**GIVEN TASK:** Reproduce, word for word, the lines of the records starting at the line containing "the cake stand shown" and ending at the line containing "[(118, 353)]", both included.

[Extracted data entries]
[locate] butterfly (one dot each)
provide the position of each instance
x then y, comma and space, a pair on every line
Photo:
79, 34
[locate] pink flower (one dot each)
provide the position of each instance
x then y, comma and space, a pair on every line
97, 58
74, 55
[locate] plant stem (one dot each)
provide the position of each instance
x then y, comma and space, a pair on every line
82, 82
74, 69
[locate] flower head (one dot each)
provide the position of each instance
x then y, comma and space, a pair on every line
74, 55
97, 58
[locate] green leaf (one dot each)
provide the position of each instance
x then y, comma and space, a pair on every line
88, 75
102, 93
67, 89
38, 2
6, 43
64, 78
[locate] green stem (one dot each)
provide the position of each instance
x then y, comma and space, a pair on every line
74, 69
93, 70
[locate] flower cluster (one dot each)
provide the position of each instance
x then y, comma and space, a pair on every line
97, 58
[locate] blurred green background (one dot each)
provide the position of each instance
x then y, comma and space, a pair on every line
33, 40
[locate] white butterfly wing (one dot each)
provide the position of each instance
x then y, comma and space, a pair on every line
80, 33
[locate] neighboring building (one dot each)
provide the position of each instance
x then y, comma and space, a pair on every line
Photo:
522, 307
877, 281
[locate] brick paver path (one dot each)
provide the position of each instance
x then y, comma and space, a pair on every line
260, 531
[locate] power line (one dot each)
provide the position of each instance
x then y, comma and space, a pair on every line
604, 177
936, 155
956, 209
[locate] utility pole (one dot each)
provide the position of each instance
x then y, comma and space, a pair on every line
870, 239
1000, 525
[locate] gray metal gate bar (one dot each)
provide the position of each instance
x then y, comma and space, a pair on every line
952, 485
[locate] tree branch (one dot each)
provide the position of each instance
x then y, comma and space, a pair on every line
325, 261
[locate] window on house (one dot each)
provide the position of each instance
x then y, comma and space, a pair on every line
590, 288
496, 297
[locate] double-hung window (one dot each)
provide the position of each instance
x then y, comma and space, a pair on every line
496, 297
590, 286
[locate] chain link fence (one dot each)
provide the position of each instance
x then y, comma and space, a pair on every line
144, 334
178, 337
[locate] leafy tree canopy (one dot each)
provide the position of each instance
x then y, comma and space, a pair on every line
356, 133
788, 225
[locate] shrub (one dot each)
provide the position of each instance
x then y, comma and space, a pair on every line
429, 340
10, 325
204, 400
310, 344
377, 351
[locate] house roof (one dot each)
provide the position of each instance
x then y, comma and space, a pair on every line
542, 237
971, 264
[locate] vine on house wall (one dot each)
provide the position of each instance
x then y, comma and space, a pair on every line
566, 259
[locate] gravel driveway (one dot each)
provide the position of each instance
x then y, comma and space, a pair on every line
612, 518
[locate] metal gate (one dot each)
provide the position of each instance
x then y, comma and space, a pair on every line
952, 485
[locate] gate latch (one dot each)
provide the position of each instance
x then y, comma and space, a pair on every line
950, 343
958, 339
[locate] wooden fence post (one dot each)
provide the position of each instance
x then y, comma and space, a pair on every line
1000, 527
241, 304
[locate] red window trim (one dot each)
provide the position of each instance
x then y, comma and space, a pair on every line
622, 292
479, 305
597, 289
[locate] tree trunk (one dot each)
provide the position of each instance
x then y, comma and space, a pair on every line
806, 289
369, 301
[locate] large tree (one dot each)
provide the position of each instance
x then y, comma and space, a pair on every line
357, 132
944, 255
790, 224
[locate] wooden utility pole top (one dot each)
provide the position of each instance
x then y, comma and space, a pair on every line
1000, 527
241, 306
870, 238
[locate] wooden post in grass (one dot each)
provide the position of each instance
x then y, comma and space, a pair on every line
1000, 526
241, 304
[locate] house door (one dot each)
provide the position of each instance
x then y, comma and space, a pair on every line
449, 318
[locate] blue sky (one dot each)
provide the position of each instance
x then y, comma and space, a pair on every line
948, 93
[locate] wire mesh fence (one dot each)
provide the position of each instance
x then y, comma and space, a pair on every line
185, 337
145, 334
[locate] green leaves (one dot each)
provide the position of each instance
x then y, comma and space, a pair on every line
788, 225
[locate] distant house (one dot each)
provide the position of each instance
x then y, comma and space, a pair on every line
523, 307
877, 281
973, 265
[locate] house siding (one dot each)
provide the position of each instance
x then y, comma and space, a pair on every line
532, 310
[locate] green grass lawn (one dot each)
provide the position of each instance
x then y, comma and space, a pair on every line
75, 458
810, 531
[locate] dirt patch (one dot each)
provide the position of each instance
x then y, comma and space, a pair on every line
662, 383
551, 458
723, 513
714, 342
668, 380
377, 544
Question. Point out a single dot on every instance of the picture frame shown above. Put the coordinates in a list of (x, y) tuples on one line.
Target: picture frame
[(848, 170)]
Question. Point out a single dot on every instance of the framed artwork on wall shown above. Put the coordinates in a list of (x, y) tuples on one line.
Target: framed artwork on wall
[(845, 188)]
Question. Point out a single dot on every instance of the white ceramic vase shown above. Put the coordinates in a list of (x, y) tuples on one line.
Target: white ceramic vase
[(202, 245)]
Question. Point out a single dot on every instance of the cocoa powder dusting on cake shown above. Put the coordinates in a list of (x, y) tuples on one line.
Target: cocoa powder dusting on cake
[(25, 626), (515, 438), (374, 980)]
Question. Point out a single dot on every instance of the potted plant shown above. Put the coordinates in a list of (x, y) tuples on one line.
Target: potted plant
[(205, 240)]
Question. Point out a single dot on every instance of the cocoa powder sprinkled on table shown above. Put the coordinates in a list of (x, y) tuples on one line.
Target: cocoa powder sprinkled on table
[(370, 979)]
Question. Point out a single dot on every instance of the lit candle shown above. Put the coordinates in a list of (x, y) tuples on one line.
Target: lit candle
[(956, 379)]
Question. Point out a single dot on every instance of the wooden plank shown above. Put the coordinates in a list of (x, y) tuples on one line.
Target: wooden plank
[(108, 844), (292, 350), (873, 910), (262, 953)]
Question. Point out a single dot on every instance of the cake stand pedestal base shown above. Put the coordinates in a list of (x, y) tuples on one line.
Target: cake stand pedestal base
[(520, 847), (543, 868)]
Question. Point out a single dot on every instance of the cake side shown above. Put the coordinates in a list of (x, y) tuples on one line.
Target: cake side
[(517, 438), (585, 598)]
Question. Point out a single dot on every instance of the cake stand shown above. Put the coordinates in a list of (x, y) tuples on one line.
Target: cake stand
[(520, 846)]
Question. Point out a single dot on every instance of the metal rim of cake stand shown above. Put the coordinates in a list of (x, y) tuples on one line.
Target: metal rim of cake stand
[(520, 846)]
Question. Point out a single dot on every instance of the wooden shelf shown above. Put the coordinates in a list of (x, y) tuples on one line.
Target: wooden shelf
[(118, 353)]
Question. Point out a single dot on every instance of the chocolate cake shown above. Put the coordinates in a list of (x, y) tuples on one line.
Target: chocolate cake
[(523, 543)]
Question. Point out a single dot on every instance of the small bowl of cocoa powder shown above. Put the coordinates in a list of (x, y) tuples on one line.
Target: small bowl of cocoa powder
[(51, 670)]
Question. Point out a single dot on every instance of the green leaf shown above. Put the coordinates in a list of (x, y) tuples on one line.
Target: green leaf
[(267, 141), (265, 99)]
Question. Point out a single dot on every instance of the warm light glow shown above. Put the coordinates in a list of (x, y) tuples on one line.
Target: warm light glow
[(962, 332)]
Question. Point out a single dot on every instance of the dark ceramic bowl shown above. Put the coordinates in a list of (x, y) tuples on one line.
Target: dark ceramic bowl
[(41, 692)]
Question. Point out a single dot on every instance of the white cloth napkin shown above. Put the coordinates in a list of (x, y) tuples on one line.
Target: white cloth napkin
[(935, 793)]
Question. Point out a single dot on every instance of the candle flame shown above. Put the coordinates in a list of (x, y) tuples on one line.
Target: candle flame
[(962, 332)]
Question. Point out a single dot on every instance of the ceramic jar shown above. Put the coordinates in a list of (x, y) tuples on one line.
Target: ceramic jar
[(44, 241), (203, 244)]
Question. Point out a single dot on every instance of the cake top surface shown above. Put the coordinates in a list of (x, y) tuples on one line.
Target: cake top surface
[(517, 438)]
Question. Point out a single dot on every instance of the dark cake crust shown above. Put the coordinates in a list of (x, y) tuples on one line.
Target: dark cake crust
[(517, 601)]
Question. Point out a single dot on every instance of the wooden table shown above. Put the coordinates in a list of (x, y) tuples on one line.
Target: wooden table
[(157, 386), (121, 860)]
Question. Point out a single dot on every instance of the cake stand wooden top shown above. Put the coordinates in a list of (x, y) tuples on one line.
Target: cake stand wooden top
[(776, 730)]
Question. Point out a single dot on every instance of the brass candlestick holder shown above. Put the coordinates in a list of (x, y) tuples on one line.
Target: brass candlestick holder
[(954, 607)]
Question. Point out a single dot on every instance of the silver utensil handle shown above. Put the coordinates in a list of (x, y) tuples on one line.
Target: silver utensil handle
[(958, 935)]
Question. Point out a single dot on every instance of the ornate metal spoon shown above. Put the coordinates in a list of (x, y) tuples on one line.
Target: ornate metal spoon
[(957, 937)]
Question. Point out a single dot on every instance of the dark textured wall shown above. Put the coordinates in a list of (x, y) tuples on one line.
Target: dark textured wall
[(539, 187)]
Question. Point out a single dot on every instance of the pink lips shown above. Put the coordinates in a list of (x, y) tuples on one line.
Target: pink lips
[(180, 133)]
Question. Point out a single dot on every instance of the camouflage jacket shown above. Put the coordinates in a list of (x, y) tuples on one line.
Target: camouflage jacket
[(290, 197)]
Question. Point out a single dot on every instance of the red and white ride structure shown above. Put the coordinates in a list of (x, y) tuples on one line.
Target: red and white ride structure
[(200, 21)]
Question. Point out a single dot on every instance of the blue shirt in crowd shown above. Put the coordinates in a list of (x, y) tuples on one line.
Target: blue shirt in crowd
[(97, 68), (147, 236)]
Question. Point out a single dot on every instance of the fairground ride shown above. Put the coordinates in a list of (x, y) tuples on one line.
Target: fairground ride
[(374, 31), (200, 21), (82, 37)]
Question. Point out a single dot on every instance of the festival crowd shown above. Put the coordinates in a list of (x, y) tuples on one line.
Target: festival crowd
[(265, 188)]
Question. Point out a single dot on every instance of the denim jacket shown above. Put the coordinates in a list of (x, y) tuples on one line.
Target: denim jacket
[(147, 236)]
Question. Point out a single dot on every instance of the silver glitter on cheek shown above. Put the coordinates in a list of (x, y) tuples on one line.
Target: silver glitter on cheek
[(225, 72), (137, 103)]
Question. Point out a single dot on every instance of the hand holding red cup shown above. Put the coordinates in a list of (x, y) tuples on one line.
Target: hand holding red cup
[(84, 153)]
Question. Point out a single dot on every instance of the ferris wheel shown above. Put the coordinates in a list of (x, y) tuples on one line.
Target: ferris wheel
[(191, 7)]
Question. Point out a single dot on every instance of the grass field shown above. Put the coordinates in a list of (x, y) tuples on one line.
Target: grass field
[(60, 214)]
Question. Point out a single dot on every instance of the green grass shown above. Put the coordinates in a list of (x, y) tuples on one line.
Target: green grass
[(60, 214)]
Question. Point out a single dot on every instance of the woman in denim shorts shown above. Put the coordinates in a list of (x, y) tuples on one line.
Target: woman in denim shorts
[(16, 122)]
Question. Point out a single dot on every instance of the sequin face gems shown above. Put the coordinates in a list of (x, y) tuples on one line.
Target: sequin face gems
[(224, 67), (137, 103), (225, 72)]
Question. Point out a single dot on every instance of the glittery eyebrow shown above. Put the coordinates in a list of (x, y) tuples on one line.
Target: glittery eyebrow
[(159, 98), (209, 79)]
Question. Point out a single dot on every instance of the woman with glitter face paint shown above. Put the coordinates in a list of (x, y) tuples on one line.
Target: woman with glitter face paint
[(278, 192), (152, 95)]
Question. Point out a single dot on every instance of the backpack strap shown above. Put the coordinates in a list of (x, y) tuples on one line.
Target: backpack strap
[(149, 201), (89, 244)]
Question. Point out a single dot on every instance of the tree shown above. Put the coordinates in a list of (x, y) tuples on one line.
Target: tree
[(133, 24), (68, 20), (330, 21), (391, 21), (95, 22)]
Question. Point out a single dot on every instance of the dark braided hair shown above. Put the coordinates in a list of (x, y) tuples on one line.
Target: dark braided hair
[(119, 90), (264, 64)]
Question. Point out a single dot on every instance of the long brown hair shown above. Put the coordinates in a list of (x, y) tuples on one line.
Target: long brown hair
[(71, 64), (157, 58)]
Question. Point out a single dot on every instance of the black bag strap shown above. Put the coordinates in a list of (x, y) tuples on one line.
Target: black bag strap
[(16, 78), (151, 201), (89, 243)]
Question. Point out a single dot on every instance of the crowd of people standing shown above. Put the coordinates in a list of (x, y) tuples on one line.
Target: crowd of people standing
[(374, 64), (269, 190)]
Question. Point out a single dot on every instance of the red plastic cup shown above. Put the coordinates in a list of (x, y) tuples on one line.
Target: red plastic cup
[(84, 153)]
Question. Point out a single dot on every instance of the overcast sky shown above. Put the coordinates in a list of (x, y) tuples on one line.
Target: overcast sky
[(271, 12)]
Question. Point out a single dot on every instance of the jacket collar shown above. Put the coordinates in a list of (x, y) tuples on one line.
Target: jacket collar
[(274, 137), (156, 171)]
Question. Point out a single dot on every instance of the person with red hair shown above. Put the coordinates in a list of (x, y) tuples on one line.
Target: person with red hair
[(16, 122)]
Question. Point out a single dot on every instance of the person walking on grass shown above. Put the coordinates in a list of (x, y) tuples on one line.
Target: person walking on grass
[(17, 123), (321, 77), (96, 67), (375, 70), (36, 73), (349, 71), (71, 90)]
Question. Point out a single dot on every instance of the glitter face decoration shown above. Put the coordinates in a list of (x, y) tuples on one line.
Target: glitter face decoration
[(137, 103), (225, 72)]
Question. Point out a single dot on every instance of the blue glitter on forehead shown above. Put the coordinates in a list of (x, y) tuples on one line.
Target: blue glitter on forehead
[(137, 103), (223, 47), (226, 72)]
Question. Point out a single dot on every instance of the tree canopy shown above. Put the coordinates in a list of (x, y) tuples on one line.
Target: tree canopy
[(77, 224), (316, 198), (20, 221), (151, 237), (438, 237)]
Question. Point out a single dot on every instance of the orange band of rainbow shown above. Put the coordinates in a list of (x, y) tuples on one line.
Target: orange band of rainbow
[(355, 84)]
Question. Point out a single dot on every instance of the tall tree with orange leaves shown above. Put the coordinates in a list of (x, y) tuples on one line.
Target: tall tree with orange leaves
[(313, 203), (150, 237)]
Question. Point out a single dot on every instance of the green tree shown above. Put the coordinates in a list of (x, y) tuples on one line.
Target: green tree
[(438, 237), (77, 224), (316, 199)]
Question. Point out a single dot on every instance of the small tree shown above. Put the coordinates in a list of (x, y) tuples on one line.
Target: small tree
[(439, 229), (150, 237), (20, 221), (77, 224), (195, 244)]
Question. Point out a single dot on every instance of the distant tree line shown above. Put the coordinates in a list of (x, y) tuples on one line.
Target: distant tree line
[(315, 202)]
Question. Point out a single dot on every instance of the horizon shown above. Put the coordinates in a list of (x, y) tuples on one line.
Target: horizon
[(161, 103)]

**TASK SOLUTION:**
Question. Point out a single dot on every instance of the cake stand shown above. Put the coordinates in a list of (x, y) tuples on one line.
Target: cake stand
[(520, 846)]
Question. Point out a single dot on every instance of the metal rim of cake stand shown above. Put the coordinates in a list of (x, y) tuples on one line.
Target: metal rim of cake stand
[(520, 846)]
Question. Point out a single dot on every instance of the wooden shelf shown above. Put the coordinates in a list of (x, y) tuples on one line.
Target: wooden shelf
[(118, 353)]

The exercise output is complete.